▸ What you should do: Reproduce every line of the records from the one containing "Spot every vintage" down to the one containing "[13,82,156,105]", requests included, and add -101 to each bounding box coordinate in the answers. Leave the pictures out.

▸ Data excerpts:
·····

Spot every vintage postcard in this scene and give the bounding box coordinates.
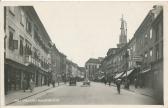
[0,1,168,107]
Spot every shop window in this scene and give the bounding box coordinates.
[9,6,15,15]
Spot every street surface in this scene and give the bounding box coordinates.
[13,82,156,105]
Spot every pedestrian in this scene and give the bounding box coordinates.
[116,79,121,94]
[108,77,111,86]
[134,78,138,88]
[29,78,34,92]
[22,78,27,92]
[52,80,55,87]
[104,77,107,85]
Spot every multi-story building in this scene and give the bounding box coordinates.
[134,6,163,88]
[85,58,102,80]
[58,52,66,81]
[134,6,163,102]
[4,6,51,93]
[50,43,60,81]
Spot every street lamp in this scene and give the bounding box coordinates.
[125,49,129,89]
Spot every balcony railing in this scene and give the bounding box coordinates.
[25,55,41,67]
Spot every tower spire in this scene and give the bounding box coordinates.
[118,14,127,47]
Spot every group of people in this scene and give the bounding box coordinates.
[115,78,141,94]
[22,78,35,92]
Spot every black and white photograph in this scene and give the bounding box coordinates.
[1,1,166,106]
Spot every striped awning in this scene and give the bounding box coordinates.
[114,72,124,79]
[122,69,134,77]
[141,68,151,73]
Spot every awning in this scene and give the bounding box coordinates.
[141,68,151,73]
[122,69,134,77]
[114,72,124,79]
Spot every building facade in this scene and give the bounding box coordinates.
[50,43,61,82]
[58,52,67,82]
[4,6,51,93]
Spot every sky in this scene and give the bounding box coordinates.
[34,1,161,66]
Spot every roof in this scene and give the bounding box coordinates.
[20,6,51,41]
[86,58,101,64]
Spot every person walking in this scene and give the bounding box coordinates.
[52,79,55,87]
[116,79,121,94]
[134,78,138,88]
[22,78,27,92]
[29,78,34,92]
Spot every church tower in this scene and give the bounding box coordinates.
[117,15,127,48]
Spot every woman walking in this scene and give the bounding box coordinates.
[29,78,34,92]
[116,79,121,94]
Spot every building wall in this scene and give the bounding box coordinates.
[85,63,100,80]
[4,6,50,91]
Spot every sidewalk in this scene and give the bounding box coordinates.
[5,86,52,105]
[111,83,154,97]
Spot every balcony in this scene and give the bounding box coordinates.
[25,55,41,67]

·····

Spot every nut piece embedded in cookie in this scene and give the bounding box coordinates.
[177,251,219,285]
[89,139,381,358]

·····

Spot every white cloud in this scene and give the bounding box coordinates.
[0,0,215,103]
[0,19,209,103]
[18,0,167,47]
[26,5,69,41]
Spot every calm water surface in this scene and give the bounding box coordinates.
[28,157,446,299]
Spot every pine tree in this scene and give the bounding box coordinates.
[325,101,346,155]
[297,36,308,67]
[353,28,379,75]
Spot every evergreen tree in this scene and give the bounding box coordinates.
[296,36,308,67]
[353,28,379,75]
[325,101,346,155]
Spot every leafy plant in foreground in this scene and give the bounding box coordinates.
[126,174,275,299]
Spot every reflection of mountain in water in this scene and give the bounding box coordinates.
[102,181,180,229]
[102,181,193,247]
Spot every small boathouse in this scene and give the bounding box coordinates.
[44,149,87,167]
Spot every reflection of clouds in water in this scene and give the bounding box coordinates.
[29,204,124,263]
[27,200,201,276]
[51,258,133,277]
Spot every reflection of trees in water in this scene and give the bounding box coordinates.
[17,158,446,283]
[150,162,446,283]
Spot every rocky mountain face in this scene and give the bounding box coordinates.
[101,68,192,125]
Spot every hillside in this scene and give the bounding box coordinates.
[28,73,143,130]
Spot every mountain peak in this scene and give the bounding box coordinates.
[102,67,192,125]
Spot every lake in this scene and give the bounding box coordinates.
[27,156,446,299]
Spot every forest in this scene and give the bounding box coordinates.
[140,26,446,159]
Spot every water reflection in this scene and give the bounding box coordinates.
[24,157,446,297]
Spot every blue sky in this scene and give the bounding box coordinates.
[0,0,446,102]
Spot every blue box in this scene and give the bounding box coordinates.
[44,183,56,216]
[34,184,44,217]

·····

▸ Correct answer:
Spot every vintage postcard in this scene and give the bounding box coordinates.
[-101,-100,67,6]
Spot every shop window in this scene and give the bounding box coordinates.
[-92,-95,-86,-86]
Spot every street surface in this scene and give the bounding box coordinates.
[-88,-19,55,4]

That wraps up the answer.